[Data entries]
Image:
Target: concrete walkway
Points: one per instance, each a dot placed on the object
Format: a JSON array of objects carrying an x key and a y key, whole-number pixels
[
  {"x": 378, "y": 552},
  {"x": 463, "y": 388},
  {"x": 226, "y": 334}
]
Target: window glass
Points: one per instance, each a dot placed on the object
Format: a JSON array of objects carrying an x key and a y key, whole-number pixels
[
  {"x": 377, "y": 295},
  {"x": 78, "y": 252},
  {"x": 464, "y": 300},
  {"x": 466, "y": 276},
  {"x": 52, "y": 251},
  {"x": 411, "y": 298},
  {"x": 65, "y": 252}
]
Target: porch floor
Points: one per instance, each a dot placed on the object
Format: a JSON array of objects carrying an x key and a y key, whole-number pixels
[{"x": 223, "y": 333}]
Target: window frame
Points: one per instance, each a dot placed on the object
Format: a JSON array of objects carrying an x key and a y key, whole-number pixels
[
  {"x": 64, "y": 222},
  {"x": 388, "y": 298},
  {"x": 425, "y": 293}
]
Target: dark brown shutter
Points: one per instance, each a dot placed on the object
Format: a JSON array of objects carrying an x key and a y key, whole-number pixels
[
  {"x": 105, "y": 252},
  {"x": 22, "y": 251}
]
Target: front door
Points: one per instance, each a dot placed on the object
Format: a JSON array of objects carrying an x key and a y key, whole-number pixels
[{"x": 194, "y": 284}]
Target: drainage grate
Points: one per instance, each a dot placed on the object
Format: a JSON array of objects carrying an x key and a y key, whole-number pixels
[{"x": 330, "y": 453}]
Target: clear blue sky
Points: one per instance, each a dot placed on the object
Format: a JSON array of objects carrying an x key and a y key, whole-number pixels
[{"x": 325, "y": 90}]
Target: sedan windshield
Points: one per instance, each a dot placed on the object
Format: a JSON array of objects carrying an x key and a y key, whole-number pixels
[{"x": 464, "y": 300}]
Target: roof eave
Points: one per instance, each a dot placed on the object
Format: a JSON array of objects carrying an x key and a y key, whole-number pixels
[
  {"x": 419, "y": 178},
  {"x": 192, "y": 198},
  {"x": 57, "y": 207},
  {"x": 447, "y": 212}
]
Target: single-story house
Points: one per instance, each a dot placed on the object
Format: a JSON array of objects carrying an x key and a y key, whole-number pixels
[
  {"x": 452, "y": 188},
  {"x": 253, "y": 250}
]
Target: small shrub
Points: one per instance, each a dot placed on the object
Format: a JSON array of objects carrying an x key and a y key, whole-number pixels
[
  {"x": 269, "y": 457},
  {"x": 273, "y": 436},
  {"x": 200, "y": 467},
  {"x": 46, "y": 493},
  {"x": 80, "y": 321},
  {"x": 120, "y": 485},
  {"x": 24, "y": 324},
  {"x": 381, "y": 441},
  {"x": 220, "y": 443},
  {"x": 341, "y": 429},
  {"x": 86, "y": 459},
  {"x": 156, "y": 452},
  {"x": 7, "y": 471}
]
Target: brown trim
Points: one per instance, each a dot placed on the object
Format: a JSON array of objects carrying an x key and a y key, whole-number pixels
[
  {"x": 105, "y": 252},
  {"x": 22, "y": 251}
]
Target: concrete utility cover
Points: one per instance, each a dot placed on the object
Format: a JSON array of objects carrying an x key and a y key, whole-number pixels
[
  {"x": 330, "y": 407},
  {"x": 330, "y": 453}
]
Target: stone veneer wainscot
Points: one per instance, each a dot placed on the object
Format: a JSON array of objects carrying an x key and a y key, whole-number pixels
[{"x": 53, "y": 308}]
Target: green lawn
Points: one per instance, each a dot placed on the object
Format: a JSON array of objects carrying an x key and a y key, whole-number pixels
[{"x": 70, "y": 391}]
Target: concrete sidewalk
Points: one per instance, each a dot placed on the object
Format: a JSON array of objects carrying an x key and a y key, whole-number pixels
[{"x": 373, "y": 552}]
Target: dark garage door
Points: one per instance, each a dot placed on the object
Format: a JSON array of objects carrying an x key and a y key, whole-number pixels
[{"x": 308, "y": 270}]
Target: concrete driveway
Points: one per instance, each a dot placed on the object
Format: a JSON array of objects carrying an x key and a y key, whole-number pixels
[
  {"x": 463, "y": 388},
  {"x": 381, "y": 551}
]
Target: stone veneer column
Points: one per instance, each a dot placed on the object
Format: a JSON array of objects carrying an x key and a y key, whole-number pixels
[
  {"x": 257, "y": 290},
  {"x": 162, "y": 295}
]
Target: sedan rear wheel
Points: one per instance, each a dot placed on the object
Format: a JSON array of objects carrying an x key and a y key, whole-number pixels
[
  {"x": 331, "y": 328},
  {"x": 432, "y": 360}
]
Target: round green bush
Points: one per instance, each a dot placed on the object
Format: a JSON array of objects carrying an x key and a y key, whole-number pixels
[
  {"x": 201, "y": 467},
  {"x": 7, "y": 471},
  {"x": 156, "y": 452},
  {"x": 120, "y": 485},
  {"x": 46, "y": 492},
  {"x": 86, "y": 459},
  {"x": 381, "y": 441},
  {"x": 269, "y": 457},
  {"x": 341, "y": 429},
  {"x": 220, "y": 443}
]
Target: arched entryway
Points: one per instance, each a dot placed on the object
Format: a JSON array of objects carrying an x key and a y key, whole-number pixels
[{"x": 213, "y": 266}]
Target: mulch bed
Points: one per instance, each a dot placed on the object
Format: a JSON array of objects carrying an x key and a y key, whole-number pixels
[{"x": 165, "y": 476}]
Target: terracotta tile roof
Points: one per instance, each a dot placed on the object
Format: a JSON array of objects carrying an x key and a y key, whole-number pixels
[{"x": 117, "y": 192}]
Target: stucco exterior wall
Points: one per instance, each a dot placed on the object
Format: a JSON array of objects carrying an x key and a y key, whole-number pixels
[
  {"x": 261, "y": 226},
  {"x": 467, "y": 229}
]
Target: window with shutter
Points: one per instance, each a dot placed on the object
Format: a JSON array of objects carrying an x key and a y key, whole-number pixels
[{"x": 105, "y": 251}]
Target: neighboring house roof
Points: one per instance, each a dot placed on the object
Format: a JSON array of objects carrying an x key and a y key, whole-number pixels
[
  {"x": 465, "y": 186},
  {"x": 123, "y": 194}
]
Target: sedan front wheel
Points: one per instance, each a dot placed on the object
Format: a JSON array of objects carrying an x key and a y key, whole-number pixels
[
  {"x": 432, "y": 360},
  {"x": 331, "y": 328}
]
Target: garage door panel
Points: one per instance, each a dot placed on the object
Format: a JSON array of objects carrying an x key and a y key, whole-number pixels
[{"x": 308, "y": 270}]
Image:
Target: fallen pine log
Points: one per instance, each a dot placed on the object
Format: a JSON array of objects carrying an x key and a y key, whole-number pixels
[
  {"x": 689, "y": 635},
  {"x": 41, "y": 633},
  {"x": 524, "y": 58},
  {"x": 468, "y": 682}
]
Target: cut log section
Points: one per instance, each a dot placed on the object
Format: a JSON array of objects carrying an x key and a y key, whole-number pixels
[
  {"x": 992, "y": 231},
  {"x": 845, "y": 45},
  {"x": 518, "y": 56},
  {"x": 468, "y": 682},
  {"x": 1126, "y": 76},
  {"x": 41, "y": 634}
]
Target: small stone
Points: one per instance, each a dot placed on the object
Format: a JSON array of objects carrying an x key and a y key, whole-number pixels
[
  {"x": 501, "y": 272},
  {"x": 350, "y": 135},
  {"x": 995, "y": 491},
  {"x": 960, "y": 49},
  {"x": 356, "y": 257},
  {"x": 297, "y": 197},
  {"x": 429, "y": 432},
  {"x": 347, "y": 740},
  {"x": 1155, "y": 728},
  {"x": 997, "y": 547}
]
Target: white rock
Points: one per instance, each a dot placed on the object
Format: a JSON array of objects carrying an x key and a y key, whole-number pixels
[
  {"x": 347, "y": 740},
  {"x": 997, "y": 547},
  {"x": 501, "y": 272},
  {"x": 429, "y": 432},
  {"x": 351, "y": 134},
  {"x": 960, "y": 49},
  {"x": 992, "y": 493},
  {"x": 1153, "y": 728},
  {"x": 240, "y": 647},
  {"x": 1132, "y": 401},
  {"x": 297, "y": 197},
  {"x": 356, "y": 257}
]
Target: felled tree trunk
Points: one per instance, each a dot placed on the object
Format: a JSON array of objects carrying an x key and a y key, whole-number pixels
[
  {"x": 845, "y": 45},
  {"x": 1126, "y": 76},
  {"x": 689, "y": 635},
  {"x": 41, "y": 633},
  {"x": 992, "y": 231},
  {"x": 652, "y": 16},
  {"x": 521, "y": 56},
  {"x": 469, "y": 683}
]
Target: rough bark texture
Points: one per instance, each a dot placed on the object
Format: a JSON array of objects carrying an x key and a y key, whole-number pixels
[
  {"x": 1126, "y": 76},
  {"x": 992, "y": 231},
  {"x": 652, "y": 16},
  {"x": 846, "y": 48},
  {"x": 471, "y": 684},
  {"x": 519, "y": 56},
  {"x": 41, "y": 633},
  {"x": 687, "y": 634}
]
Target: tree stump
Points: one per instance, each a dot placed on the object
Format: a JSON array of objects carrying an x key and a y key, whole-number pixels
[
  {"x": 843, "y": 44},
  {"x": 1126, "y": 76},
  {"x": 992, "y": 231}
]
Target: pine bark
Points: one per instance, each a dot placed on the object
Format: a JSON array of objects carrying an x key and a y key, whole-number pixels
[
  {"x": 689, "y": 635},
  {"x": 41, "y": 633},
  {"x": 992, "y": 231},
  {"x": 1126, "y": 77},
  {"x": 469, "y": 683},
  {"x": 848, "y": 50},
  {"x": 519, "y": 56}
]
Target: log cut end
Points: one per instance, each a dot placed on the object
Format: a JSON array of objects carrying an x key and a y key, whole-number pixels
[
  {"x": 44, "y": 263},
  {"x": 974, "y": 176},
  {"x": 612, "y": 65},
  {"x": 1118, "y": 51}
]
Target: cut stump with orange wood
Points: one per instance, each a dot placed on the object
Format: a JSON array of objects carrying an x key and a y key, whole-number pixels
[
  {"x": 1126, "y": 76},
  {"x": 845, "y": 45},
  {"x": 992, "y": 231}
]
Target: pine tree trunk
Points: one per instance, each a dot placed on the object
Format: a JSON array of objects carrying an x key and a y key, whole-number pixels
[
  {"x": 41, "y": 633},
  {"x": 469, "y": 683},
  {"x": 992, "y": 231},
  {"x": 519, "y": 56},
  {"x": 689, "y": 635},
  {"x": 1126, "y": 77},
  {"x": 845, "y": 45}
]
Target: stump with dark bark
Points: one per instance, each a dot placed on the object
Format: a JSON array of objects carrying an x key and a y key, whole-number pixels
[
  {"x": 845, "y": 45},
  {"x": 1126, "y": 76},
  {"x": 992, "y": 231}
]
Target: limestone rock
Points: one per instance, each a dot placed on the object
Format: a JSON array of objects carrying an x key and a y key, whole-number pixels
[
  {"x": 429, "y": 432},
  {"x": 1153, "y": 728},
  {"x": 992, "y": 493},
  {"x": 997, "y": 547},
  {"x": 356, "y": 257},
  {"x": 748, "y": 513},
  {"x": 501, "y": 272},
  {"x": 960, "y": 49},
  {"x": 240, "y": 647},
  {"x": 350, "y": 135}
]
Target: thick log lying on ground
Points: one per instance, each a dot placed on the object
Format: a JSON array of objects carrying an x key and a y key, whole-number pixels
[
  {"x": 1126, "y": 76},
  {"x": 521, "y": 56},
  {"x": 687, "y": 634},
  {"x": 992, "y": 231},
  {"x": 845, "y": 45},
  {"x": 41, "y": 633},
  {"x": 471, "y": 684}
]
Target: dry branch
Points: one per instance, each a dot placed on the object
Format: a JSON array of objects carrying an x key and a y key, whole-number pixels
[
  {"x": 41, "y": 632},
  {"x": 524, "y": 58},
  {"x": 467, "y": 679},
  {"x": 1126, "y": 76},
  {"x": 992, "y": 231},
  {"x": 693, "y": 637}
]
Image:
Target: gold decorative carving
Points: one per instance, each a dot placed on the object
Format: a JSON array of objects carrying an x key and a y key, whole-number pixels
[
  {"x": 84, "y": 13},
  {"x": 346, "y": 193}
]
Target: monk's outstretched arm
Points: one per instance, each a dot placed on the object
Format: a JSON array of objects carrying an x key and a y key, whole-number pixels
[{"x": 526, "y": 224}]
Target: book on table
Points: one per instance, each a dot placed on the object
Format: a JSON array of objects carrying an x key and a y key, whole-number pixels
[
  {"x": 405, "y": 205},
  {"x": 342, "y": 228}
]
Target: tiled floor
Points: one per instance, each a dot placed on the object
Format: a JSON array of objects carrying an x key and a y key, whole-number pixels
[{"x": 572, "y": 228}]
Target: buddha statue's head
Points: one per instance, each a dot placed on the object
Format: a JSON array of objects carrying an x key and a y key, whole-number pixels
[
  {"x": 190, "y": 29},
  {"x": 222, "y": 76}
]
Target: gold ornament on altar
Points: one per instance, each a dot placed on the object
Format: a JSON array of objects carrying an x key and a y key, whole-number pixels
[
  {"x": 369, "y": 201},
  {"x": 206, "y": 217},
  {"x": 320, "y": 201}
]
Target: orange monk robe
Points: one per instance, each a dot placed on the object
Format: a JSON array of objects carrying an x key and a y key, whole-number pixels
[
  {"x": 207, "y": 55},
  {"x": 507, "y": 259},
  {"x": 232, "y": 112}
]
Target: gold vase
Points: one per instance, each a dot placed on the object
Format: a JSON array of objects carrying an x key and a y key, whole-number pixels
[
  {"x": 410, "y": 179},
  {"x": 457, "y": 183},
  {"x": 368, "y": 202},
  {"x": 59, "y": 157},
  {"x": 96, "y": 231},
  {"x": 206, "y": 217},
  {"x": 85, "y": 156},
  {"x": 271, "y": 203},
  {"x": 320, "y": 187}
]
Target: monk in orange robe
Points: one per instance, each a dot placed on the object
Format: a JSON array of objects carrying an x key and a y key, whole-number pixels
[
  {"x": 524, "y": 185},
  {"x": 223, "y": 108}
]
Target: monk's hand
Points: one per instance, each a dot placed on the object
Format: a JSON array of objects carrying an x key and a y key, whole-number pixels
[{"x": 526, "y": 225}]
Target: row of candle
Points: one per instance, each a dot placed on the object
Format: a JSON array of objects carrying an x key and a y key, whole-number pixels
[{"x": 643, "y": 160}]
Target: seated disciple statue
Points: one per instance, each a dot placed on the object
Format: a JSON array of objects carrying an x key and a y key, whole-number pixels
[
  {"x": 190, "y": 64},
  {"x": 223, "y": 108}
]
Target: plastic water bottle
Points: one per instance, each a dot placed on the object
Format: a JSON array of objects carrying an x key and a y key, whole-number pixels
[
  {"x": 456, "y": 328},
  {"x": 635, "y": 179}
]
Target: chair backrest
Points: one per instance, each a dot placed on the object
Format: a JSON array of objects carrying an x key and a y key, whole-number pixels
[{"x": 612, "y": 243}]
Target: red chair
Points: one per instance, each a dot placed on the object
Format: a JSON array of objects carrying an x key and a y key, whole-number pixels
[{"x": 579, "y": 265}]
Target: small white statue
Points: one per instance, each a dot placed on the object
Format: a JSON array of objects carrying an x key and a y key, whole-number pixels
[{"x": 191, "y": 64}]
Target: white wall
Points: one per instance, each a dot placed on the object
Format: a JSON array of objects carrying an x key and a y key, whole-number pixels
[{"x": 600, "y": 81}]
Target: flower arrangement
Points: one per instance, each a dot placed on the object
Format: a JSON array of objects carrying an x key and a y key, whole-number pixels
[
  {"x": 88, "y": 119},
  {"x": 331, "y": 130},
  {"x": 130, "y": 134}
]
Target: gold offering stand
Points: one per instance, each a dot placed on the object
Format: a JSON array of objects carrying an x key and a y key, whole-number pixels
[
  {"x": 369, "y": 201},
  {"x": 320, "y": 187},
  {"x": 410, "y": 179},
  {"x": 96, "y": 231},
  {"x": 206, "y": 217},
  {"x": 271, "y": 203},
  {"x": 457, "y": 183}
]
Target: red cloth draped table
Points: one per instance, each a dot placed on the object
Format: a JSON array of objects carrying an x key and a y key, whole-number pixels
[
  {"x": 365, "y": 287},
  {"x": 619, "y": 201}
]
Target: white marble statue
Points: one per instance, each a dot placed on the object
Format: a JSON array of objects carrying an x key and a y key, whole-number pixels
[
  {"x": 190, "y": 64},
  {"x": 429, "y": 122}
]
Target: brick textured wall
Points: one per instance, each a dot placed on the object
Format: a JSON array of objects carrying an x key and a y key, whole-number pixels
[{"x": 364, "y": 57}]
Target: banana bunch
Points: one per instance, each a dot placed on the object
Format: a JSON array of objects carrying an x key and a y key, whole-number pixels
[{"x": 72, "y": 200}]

ASSIGNED TASK >> Every line in the entries above that mentions the word "shutter" must be shown.

SOLVED EXERCISE >>
Target: dark brown shutter
Target: window with shutter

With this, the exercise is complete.